§ EXERCISE INSTRUCTIONS
Would you write out the records below exactly as given?

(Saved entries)
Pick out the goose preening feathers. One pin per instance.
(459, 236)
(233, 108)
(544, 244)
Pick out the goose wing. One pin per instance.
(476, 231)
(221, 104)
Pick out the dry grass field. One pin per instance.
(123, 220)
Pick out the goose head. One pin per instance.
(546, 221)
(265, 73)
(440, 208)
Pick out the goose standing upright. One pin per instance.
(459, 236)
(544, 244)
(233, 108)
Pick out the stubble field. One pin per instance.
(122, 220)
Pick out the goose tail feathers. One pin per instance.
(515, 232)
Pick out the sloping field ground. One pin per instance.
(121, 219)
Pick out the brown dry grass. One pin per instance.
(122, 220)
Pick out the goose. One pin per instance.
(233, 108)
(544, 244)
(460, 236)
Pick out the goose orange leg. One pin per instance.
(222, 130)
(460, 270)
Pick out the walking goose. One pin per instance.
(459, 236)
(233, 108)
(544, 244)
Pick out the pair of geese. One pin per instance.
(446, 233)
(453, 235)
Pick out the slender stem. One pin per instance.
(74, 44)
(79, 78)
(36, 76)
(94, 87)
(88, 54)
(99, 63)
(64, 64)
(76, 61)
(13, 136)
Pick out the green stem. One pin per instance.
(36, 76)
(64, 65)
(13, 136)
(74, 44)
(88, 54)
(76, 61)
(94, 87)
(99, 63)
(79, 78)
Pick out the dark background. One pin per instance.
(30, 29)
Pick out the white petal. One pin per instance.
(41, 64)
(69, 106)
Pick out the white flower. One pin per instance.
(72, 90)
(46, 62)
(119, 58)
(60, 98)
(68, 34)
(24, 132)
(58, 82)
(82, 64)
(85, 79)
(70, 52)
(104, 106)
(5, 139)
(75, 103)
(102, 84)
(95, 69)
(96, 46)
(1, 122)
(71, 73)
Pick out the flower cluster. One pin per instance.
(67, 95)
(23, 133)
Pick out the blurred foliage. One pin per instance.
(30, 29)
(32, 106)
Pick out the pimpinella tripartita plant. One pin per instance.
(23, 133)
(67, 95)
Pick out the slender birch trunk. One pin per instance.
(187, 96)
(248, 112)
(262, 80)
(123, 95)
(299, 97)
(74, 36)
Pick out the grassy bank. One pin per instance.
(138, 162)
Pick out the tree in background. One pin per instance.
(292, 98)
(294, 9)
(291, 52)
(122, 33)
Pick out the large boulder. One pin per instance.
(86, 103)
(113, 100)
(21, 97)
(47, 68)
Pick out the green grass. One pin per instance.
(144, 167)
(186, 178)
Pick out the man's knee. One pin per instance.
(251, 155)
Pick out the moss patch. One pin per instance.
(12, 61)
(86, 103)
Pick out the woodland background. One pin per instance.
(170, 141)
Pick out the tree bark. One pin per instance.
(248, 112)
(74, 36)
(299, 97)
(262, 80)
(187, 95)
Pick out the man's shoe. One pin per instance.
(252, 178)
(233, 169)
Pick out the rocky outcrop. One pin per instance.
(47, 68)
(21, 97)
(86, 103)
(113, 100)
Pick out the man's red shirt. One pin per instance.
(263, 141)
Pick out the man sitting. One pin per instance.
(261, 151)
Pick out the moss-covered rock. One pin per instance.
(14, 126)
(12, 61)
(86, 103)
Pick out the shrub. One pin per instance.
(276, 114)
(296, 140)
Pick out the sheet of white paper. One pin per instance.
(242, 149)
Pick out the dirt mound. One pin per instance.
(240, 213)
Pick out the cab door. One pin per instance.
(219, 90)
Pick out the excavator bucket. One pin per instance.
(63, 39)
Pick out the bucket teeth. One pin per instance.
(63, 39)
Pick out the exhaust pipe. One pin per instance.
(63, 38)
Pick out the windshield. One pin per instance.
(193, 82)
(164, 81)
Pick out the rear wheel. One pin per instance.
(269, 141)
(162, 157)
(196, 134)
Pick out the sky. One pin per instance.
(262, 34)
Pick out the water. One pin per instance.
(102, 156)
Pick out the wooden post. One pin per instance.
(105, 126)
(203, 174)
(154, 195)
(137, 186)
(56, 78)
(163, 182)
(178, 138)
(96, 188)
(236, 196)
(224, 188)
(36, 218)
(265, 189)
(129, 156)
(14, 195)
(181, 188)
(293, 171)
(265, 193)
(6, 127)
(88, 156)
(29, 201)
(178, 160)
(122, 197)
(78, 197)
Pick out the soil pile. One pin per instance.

§ SOLUTION FOR THIS TASK
Pick out the goose preening feathers. One pin per instance.
(459, 236)
(233, 108)
(544, 244)
Pick out the goose wing. One pin per instance.
(476, 231)
(221, 104)
Pick out the dry grass field. One pin per instance.
(123, 220)
Pick out the goose head. One pin per instance.
(546, 221)
(265, 73)
(440, 208)
Pick out the goose standing upright. One pin per instance.
(459, 236)
(544, 244)
(233, 108)
Pick out the stubble field. One pin per instance.
(122, 220)
Pick out the goose tail feathers. One pin per instance.
(515, 232)
Pick out the sloping field ground. One pin per instance.
(121, 219)
Pick out the brown dry grass. One pin per instance.
(122, 220)
Pick out the goose. One pin per instance.
(233, 108)
(544, 244)
(460, 236)
Pick out the goose orange leg. One pin per instance.
(222, 130)
(460, 270)
Pick out the walking goose. One pin per instance.
(459, 236)
(233, 108)
(544, 244)
Pick out the pair of geese. One pin per instance.
(446, 233)
(453, 235)
Pick out the slender stem. One pin per instance.
(74, 44)
(79, 78)
(36, 76)
(94, 87)
(88, 54)
(99, 63)
(64, 64)
(76, 61)
(13, 136)
Pick out the green stem. One pin per instance.
(36, 76)
(64, 65)
(13, 136)
(74, 44)
(88, 54)
(76, 61)
(94, 87)
(99, 63)
(79, 78)
Pick out the dark background. One pin per instance.
(30, 29)
Pick out the white petal. One pin per instance.
(41, 64)
(69, 106)
Pick out the white flower. One pin per instance.
(72, 90)
(46, 62)
(119, 58)
(60, 98)
(68, 34)
(24, 132)
(58, 82)
(82, 64)
(85, 79)
(70, 52)
(104, 106)
(5, 139)
(75, 103)
(102, 84)
(95, 69)
(96, 46)
(1, 122)
(71, 73)
Pick out the flower cluster. One pin per instance.
(67, 95)
(23, 133)
Pick out the blurred foliage. One pin per instance.
(30, 29)
(32, 106)
Pick out the pimpinella tripartita plant. One pin per instance.
(23, 133)
(67, 95)
Pick out the slender birch trunk. One pin per instance.
(187, 96)
(248, 112)
(262, 80)
(123, 95)
(299, 97)
(74, 36)
Pick out the grassy bank. One pin per instance.
(138, 162)
Pick out the tree in background. One pin per instance.
(292, 98)
(294, 9)
(291, 52)
(122, 33)
Pick out the large boulder. One pin per instance.
(86, 103)
(113, 100)
(21, 97)
(47, 68)
Pick out the green grass. One pin per instance.
(144, 167)
(186, 178)
Pick out the man's knee. One pin per instance.
(251, 155)
Pick out the moss patch. One pin per instance.
(12, 61)
(86, 103)
Pick out the woodland background. One pin per instance.
(170, 141)
Pick out the tree bark. One pin per instance.
(248, 112)
(74, 36)
(299, 97)
(262, 80)
(187, 95)
Pick out the man's shoe. One pin per instance.
(252, 178)
(233, 169)
Pick out the rocky outcrop. One pin per instance.
(47, 68)
(21, 97)
(86, 103)
(113, 100)
Pick out the man's red shirt. One pin per instance.
(263, 141)
Pick out the man sitting. One pin per instance.
(261, 151)
Pick out the moss-covered rock. One pin per instance.
(14, 126)
(12, 61)
(86, 103)
Pick out the shrub. One pin per instance.
(276, 114)
(296, 140)
Pick out the sheet of white paper. One pin per instance.
(242, 149)
Pick out the dirt mound. One pin per instance.
(240, 213)
Pick out the cab door. One pin per instance.
(219, 90)
Pick out the excavator bucket. One pin per instance.
(63, 39)
Pick out the bucket teeth. One pin per instance.
(63, 39)
Pick out the exhaust pipe. One pin per instance.
(63, 38)
Pick out the windshield. One pin per instance.
(193, 82)
(164, 81)
Pick out the rear wheel. One pin per instance.
(269, 141)
(162, 157)
(196, 134)
Pick out the sky. One pin per instance.
(262, 34)
Pick out the water. One pin per instance.
(102, 156)
Pick out the wooden post. One pin per instance.
(105, 126)
(203, 174)
(154, 195)
(137, 186)
(56, 78)
(163, 182)
(178, 138)
(96, 188)
(236, 196)
(224, 188)
(36, 218)
(265, 189)
(129, 156)
(14, 195)
(181, 188)
(293, 171)
(265, 193)
(6, 127)
(88, 156)
(29, 201)
(178, 160)
(122, 197)
(78, 197)
Pick out the soil pile. One pin per instance.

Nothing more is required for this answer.